Foto : Karen Amtrong
KULIAHALISLAM.COM – Karen Armstrong lahir 14 November 1944 di Wildmoor, Worcestershire, Inggris. Karen Amstrong adalah penulis sejumlah buku mengenai agama diantaranya The Case for God, A History of God, The Bettle for God, Holy War, Islam, Budha, Jerusallem, The Spiral Staircase, Muhammad : Prophet for Our Time, Twelve Steps to a Compassionate Life dan Fields of Blood dan banyak lainnya.
Karyanya telah diterjemahkan ke dalam empat puluh lima bahasa. Pada tahun 2008, dia dianugerahi TED untuk mengembangkan Piagam Welas Asih (Charter for Compassion), diciptakan secara daring oleh masyarakat umum, dirancang oleh para pemikir terkemuka dalam Yudaisme, Kristen, Islam, Hindu, Budha dan Konghucu.
Piagam itu diluncurkan secara global pada akhir 2009. Tahun 2013, ia menerima hadiah Nayef Al-Rodhan untuk Pemahaman Antarbudaya yang pertama British Academy. Pada tahun 2014, ia mendapatkan penghargaan Educator’s Prize by ISSESCO (Islamic Educational Scientific and Cultural Organization dari Yordania.

- - - - -

→ ISI TUGAS
Lanjutkan teks tentang Karen Armstrong di atas, dimulai setelah kalimat terakhirnya. Kumpulan catatan di bawah ini merupakan bahan tersendiri yang terpisah dari teks tentang Karen Armstrong.

- - - - -

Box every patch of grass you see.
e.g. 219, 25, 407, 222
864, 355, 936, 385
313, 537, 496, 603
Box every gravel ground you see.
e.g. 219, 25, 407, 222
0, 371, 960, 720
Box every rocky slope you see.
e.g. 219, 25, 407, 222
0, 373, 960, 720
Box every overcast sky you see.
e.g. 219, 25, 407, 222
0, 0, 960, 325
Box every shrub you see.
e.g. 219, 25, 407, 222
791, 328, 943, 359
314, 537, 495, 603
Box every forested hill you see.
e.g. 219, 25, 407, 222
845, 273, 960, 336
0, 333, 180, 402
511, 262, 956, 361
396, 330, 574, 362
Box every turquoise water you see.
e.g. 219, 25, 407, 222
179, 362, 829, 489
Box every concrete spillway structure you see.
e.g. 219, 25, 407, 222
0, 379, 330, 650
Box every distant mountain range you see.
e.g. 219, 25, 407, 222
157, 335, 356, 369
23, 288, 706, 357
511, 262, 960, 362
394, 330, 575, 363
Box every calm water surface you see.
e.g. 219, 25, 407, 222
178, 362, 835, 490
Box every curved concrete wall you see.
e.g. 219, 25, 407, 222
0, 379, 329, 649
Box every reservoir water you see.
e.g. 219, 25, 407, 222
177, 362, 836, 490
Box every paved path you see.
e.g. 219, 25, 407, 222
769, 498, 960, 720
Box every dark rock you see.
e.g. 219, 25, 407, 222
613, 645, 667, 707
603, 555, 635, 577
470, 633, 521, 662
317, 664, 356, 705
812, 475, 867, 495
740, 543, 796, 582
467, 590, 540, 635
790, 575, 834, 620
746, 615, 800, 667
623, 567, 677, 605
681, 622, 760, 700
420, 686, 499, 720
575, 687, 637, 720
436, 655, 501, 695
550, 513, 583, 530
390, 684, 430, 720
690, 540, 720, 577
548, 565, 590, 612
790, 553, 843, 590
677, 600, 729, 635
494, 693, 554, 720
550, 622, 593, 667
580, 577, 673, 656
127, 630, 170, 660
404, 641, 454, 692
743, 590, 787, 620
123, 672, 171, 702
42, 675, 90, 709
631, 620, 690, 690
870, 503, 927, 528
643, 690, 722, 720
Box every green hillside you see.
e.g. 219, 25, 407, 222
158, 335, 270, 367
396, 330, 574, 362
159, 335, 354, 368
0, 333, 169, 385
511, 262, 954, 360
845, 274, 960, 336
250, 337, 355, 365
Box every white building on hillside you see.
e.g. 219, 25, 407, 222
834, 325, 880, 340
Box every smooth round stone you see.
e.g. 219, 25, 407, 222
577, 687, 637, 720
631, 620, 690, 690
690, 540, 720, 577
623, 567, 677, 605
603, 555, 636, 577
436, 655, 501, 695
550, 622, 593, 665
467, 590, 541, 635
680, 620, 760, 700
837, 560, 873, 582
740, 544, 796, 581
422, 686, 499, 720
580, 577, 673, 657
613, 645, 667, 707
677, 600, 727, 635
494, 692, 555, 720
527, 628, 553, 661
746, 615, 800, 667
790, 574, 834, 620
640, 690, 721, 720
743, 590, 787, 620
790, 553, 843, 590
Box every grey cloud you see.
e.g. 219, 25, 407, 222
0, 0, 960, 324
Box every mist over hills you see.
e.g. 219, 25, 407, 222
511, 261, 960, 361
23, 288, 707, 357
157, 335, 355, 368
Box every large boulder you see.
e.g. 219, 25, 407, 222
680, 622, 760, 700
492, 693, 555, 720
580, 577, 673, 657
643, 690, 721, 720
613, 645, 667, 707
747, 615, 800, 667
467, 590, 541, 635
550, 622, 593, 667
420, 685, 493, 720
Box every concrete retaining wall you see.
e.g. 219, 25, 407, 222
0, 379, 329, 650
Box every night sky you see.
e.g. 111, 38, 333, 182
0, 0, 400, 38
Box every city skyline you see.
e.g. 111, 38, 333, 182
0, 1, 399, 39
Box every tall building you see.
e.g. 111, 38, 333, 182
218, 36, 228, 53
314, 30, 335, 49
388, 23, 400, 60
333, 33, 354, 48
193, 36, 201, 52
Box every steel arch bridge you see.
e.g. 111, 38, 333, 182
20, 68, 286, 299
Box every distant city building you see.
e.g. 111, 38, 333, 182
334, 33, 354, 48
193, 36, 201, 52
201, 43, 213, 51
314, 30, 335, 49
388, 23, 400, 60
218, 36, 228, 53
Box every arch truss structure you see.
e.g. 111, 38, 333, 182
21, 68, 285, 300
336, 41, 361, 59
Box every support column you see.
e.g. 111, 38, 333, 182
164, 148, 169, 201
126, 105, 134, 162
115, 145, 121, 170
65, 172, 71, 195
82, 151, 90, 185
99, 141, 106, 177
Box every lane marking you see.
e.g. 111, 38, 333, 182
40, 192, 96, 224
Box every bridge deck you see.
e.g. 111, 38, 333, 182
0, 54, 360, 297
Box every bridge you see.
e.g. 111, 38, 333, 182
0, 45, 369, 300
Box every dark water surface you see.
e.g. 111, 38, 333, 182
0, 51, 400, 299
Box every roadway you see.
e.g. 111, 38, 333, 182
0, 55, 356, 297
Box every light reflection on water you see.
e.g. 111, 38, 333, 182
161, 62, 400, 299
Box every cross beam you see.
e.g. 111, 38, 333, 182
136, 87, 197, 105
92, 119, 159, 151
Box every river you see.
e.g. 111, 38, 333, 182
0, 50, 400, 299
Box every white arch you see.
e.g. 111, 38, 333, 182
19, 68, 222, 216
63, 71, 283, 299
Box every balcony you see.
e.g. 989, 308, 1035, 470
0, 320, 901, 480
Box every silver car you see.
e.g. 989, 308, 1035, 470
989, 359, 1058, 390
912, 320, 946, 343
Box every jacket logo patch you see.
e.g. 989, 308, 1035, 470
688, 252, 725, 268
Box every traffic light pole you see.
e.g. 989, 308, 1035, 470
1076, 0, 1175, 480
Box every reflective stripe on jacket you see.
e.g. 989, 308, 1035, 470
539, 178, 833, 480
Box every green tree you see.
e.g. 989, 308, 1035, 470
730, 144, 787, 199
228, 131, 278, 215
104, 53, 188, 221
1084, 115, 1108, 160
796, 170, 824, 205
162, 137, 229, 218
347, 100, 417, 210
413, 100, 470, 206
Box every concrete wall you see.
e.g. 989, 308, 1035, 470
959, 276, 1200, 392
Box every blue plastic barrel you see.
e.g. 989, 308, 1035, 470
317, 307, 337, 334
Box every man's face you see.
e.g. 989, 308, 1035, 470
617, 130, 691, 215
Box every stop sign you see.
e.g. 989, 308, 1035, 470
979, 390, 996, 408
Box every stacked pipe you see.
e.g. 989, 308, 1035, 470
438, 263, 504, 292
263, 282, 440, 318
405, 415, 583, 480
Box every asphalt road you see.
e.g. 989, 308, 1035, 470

- - - - -

→ JAWABAN
Karen Amstrong meluangkan waktu tujuh tahun sebagai biarawati Katholik Roma sebelum memulai risetnya di Oxford. Dia kemudian mengajarkan sastra Inggris abad ke 19 dan 20 di Bedford College, University Lodon.
Isra dan Mi’raj Nabi Muhammad
Nabi Muhammmad tengah mengunjungi
saudara sepupunya Ummu Hani, saudara perempuan Ali bin Abu Thalib dan Ja’far
yang tinggal di Ka’bah, ia bangun malam dan membaca Al-Qur’an di sana. Akhirnya
Nabi memutuskan tidur sejenak di Hijr, sebuah daerah tertutup di barat daya
Ka’bah.
Kemudian ia merasa seperti akan dibangunkan oleh Jibril, dinaikan ke
kuda surgawi yang disebut Buraq dan terbang melesat menembus malam menuju
Jerusallem yang disebut Al-Qur’an sebagai Al-Masjid al-Aqsha ; Masjid Depan.
Setelah penerbangan malam ini (Isra), Muhammad dan Jibril turun di Kuil Mount
dan disambut oleh Nabi Ibrahim, Nabi Musa, Yesus dan sejumlah nabi-nabi lain.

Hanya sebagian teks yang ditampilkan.